*Referring expression pointing data*.
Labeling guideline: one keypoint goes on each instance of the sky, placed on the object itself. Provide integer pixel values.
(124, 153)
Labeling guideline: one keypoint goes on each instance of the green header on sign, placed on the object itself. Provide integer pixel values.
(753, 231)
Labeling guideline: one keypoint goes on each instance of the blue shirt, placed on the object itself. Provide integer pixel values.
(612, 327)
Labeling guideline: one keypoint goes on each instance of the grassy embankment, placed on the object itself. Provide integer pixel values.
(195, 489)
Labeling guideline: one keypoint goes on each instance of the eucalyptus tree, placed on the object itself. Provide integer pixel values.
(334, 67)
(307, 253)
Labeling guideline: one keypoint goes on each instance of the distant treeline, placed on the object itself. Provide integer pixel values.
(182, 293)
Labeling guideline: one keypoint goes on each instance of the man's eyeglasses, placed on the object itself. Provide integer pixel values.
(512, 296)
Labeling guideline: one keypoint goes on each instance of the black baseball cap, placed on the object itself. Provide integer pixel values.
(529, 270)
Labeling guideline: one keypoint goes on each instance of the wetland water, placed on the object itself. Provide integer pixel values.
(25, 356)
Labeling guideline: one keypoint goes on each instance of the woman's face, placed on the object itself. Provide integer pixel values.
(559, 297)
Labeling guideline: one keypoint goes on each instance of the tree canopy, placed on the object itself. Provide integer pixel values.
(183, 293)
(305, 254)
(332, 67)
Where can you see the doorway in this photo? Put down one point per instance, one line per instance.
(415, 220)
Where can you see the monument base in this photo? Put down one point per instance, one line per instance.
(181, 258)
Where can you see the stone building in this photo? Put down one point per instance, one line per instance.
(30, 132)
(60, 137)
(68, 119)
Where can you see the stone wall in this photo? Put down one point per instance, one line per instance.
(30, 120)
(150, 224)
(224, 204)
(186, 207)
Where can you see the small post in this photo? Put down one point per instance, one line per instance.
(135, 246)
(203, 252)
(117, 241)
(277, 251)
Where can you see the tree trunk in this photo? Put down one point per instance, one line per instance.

*WORK TO COMPLETE*. Retype the records above so that nothing differs from the original.

*RESPONSE*.
Labeling guideline: one keypoint goes on each instance of the sky, placed on the object itself. Provide integer pixel values.
(124, 153)
Labeling guideline: one keypoint goes on each instance of the green header on sign, placed on the object itself. Provide integer pixel values.
(753, 231)
Labeling guideline: one keypoint goes on each instance of the blue shirt, placed on the object itself. Provide integer pixel values.
(612, 327)
Labeling guideline: one keypoint goes on each instance of the grassy embankment, placed on the object itself. Provide integer pixel values.
(195, 489)
Labeling guideline: one keypoint goes on each instance of the eucalyptus tree, placed on the object itself. Provide integer pixel values.
(334, 67)
(307, 253)
Labeling guideline: one keypoint goes on each instance of the distant treeline, placed on the object itself. Provide integer pixel values.
(182, 293)
Labeling guideline: one keypoint goes on each instance of the man's eyeglasses, placed on the object itself. Provide integer pixel values.
(512, 296)
Labeling guideline: one keypoint goes on each instance of the black baseball cap, placed on the object itself. Provide integer pixel values.
(529, 270)
Labeling guideline: one keypoint goes on each instance of the wetland water, placed on the object itself. Provide integer pixel values.
(25, 356)
Labeling guideline: one keypoint goes on each instance of the woman's face, placed on the object itself. Provide integer pixel values.
(559, 297)
Labeling guideline: one keypoint goes on each instance of the tree canopy, placed on the object itself. Provide integer pixel values.
(183, 293)
(305, 254)
(332, 67)
Where can you see the doorway in this photo? Put down one point per instance, one line per instance.
(415, 220)
Where can you see the monument base in this photo? Put down one point per instance, one line per instance.
(181, 258)
Where can you see the stone building in this photo? Put down one point per instance, one line per instance.
(30, 132)
(60, 137)
(68, 119)
Where can you see the stone wall in this photo? Put down one point per instance, one line per instance.
(30, 120)
(150, 224)
(224, 204)
(186, 207)
Where can you see the small post in this photo? Put down one point per instance, one line per instance.
(135, 246)
(203, 252)
(117, 241)
(277, 251)
Where can you see the tree trunk in this photo? Put down one point per instance, one line per instance.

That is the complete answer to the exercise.